--- WHAT TO WORK ON ---
#1 In the review, rewrite the part that opens with the words containing "The film – the" and closes with "support a family.", changing "Sunset Park" to "Red Hook".
#2 Answer these questions from the film review:
(a) Which actor plays José?
(b) On what day of the week is the soccer final played?
(c) What grade does the review give the movie?

====== SUPPLIED TEXT ======

While watching 'En el Séptimo Día,' viewers rejoice in the hopes of immigrants

The film – the title means 'On the Seventh Day' in Spanish – is an unassuming charmer about a hot-button subject. 

Fernando Cardona stars in 'En el Séptimo Día.'

Courtesy of Cinema Guild

June 15, 2018

“En el Séptimo Día” – the title means “On the Seventh Day” in Spanish – is an unassuming charmer about a hot-button subject. José (Fernando Cardona) is an unauthorized Mexican immigrant sharing an overcrowded apartment in the gentrifying Brooklyn neighborhood of Sunset Park. He works as a bicycle delivery worker for an upscale restaurant and hopes to become a busboy so he can earn enough money to spirit his pregnant wife in Mexico across the border and support a family.

Writer-director Jim McKay is a celebrated independent filmmaker (“Everyday People,” “Girls Town”) who for the past 13 years has worked exclusively on such TV series as “Law & Order” and “The Wire” and making music videos. After his more than a decade in episodic television, one might expect a certain slickness from him, but “En el Séptimo Día,” which is in Spanish and English, with Spanish and English subtitles, is anything but slick. It’s a small-scale triumph of humanistic filmmaking.

Like McKay’s most obvious model here, Vittorio De Sica’s classic “Bicycle Thieves,” “En el Séptimo Día” centers on a man and a bicycle and features nonactors in the cast. But De Sica’s film, one of the transcendent masterpieces of cinema, was an enveloping tragedy. McKay’s movie is far less encompassing. It doesn’t try to be anything more than what it is: a genial, extended anecdote about good people trying to get by while holding on to some dignity.

In Kentucky, the oldest Black independent library is still making history

The film’s central conflict is laid out from the start. José is the best player on his soccer team. They can’t win without him, and they are playing for the finals on Sunday. When his restaurant boss (Christopher Gabriel Núñez) tells him he must give up his free Sunday to work the birthday party of a big-spender patron, José, without mentioning the soccer game, tries to change his employer’s mind, to no avail. As the days leading up to Sunday tick off one by one, José’s quandary, which he can’t bear to reveal to his teammates, deepens. He knows that if he doesn’t work Sunday, he’ll lose his job; if he does work, the big game is lost. 

From a practical standpoint, the right choice would appear obvious: Family comes first. But McKay doesn’t operate on a simplistic plane. He knows that for José, a proud man in lowly straits, self-respect is a complicated ideal. Humble as he is, he values his position as the team’s captain; it validates his struggles and boosts his dreams of a better life.  

But in trying to do right by everybody, José is at risk of seriously wronging himself. 

The way his dilemma plays out is as gracefully low-key as everything else in the movie. It would have been easy for McKay to jack up the melodrama, but he keeps things amiable and loose. The moments that strike home the most forcefully are the ones that barely seem to register at all, such as a brief scene in which an unauthorized immigrant on a bicycle, injured when a car door is suddenly flung open, refuses to go to the hospital. Or just a quiet, extended interlude when we watch a worried José slowly eat a burrito outside a storefront during his lunch break as Brooklyn bustles about him. 

The film would have been richer if
McKay didn’t highlight José and his teammates as such unremitting good guys. The white people that José encounters, like the snooty white-collar worker who complains about his delivery order, are for the most part stereotypically rendered. But McKay is very good where it counts the most: He understands these immigrants from the inside out, and, against all odds, he allows us to rejoice in their hopes. Grade: B+ (This movie is not rated.)

====== INFORMATION PROVIDED ======

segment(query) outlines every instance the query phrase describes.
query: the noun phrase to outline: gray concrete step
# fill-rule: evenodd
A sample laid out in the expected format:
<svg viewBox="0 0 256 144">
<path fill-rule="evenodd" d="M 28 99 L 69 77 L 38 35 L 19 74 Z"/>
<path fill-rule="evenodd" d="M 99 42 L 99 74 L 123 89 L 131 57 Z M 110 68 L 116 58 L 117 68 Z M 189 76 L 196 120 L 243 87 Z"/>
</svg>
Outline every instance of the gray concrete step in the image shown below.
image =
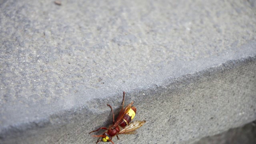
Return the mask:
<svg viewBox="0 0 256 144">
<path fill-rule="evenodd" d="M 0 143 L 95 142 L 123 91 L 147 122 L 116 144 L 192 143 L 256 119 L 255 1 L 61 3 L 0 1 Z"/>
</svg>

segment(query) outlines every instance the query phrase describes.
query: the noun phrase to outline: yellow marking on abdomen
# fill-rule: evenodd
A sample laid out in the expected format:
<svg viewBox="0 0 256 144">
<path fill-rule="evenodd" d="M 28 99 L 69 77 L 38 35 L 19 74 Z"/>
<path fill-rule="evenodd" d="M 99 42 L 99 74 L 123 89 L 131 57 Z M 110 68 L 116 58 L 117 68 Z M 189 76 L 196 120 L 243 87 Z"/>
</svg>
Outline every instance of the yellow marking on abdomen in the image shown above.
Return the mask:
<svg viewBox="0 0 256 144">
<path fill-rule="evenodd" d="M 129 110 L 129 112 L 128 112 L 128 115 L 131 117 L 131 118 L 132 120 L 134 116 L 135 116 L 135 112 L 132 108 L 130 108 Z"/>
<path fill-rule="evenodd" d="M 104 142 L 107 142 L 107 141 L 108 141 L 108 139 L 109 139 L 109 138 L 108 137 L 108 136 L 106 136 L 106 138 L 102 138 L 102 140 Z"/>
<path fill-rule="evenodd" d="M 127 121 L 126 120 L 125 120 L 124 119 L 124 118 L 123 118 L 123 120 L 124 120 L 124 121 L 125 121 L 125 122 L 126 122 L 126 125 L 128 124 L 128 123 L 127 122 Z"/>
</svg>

======

--- TASK-BY-TASK RESULTS ---
#1
The film – the title means 'On the Seventh Day' in Spanish – is an unassuming charmer about a hot-button subject. 

Fernando Cardona stars in 'En el Séptimo Día.'

Courtesy of Cinema Guild

June 15, 2018

“En el Séptimo Día” – the title means “On the Seventh Day” in Spanish – is an unassuming charmer about a hot-button subject. José (Fernando Cardona) is an unauthorized Mexican immigrant sharing an overcrowded apartment in the gentrifying Brooklyn neighborhood of Red Hook. He works as a bicycle delivery worker for an upscale restaurant and hopes to become a busboy so he can earn enough money to spirit his pregnant wife in Mexico across the border and support a family.

#2
(a) Fernando Cardona
(b) Sunday
(c) B+